(AVAILABLE DATA)
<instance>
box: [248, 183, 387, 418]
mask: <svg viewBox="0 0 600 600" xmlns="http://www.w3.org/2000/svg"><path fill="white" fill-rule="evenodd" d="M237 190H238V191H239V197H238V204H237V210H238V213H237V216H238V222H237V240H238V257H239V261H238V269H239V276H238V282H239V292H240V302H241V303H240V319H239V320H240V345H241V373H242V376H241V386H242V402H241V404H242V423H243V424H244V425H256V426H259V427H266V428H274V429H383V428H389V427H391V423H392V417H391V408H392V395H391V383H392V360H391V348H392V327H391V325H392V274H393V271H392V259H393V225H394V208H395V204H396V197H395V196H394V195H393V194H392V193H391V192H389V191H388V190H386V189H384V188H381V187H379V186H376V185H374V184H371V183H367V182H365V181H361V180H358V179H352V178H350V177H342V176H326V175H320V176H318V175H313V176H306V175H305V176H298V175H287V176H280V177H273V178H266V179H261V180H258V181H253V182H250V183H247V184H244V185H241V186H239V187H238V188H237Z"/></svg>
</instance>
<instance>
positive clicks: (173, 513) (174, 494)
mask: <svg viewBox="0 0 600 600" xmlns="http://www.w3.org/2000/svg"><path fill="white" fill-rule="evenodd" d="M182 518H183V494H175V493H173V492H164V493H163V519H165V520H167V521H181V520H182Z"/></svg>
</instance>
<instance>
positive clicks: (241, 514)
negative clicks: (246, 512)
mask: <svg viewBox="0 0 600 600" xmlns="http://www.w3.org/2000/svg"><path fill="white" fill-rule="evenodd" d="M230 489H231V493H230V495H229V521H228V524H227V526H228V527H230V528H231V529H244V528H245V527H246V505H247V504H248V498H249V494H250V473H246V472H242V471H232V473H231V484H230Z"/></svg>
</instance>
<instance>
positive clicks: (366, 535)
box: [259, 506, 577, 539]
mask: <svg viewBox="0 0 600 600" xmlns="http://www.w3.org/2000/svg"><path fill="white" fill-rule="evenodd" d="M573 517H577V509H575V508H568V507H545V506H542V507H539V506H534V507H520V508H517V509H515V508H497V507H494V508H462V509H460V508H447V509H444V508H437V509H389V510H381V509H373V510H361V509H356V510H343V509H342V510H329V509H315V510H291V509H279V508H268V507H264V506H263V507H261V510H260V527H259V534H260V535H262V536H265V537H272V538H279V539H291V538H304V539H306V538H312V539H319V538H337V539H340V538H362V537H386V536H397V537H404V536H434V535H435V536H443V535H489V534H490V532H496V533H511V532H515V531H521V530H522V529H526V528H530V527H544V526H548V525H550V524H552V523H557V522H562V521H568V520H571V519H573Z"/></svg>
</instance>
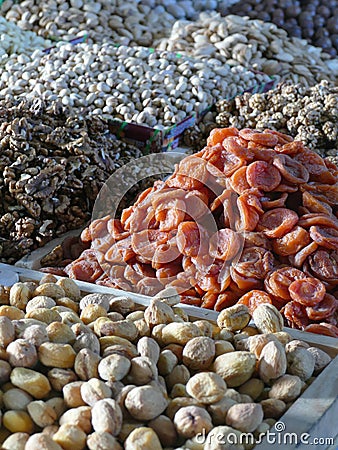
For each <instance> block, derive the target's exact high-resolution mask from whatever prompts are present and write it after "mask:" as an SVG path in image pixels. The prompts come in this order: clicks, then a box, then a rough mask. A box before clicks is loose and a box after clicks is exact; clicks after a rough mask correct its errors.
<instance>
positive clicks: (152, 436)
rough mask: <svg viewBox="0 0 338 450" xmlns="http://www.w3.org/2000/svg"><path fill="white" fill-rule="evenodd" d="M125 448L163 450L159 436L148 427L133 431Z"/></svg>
mask: <svg viewBox="0 0 338 450" xmlns="http://www.w3.org/2000/svg"><path fill="white" fill-rule="evenodd" d="M124 448H125V450H143V449H149V450H162V446H161V443H160V440H159V438H158V436H157V434H156V433H155V431H154V430H153V429H152V428H148V427H140V428H136V429H135V430H133V431H132V432H131V433H130V434H129V436H128V437H127V439H126V440H125V443H124Z"/></svg>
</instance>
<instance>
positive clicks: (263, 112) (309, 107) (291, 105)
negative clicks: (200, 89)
(End AVAILABLE DATA)
* [TASK TO CARRY OUT]
Please produce an exact copy of all the material, leaving out the pictures.

* [RESULT BELOW]
<instance>
box: [248, 183, 387, 418]
mask: <svg viewBox="0 0 600 600" xmlns="http://www.w3.org/2000/svg"><path fill="white" fill-rule="evenodd" d="M237 190H238V191H239V197H238V204H237V210H238V213H237V216H238V222H237V240H238V257H239V261H238V269H239V276H238V282H239V292H240V302H241V303H240V319H239V320H240V345H241V373H242V376H241V386H242V402H241V404H242V423H243V424H244V425H256V426H259V427H266V428H274V429H383V428H389V427H391V423H392V417H391V408H392V395H391V383H392V360H391V348H392V327H391V325H392V274H393V271H392V259H393V225H394V208H395V204H396V197H395V196H394V195H393V194H392V193H391V192H389V191H388V190H386V189H384V188H381V187H379V186H376V185H374V184H371V183H367V182H365V181H361V180H358V179H352V178H350V177H342V176H326V175H320V176H318V175H313V176H306V175H305V176H298V175H287V176H280V177H273V178H266V179H261V180H258V181H253V182H250V183H247V184H244V185H241V186H239V187H238V188H237Z"/></svg>
</instance>
<instance>
positive clicks: (173, 513) (174, 494)
mask: <svg viewBox="0 0 600 600" xmlns="http://www.w3.org/2000/svg"><path fill="white" fill-rule="evenodd" d="M182 518H183V494H175V493H173V492H164V493H163V519H165V520H167V521H181V520H182Z"/></svg>
</instance>
<instance>
positive clicks: (241, 514)
negative clicks: (246, 512)
mask: <svg viewBox="0 0 600 600" xmlns="http://www.w3.org/2000/svg"><path fill="white" fill-rule="evenodd" d="M230 489H231V493H230V495H229V521H228V524H227V526H228V527H230V528H231V529H244V528H245V527H246V505H247V504H248V498H249V494H250V473H246V472H242V471H232V473H231V484H230Z"/></svg>
</instance>
<instance>
positive clicks: (366, 535)
box: [259, 506, 577, 539]
mask: <svg viewBox="0 0 600 600" xmlns="http://www.w3.org/2000/svg"><path fill="white" fill-rule="evenodd" d="M573 517H577V509H575V508H568V507H545V506H542V507H539V506H534V507H520V508H517V509H515V508H497V507H494V508H462V509H460V508H447V509H444V508H437V509H389V510H381V509H373V510H361V509H356V510H343V509H342V510H329V509H315V510H291V509H279V508H268V507H264V506H263V507H261V510H260V527H259V534H260V535H262V536H265V537H272V538H279V539H291V538H304V539H306V538H312V539H319V538H337V539H340V538H362V537H386V536H397V537H404V536H434V535H435V536H443V535H489V534H490V532H496V533H511V532H515V531H521V530H522V529H526V528H530V527H544V526H548V525H550V524H552V523H557V522H562V521H568V520H571V519H573Z"/></svg>
</instance>
For each <instance> block, derive the target's exact high-resolution mask from whatever prompts are present and write it after "mask:" as an SVG path in image pixels. The prompts come in this order: clicks, then a box, then a rough mask. A box before clicks is loose and a box after clicks is exact; clicks after a rough mask correct its errors.
<instance>
positive clicks: (152, 436)
rough mask: <svg viewBox="0 0 338 450" xmlns="http://www.w3.org/2000/svg"><path fill="white" fill-rule="evenodd" d="M125 448L163 450L159 436L148 427L133 431Z"/></svg>
mask: <svg viewBox="0 0 338 450" xmlns="http://www.w3.org/2000/svg"><path fill="white" fill-rule="evenodd" d="M124 448H125V450H143V449H149V450H162V446H161V443H160V440H159V438H158V436H157V434H156V433H155V431H154V430H153V429H152V428H148V427H140V428H136V429H135V430H133V431H132V432H131V433H130V434H129V436H128V437H127V439H126V440H125V443H124Z"/></svg>
</instance>
<instance>
positive clicks: (263, 112) (309, 107) (291, 105)
negative clicks: (200, 89)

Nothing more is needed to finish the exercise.